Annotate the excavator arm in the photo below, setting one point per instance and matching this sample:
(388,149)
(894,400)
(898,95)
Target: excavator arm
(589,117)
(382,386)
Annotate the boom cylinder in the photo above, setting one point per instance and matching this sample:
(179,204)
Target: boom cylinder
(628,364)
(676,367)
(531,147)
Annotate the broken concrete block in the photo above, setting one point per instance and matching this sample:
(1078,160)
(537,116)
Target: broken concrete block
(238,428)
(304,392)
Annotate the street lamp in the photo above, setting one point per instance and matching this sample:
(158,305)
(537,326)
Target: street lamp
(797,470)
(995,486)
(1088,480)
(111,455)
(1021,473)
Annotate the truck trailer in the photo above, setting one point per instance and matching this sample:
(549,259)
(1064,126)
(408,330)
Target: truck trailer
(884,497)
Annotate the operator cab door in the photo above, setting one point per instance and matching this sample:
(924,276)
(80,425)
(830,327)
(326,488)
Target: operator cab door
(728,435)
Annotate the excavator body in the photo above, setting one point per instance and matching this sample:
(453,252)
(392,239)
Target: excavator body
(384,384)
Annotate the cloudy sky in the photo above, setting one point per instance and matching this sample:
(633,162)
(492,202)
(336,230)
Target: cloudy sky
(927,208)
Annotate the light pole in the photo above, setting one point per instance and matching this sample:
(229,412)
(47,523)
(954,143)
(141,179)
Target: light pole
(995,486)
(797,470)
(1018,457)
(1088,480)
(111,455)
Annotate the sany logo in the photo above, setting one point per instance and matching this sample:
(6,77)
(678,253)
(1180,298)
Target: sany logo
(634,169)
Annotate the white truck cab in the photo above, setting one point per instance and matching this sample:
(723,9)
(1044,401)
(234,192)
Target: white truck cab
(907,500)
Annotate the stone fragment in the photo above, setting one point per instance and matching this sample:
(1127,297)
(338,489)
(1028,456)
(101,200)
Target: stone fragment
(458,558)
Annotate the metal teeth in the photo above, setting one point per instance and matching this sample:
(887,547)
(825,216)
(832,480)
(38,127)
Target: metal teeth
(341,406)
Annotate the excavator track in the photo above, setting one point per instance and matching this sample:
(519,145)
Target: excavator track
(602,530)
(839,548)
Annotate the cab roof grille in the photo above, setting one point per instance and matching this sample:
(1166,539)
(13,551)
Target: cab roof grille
————
[What you have to do]:
For the data above, state only how many lines include the word "roof".

[Exercise answer]:
2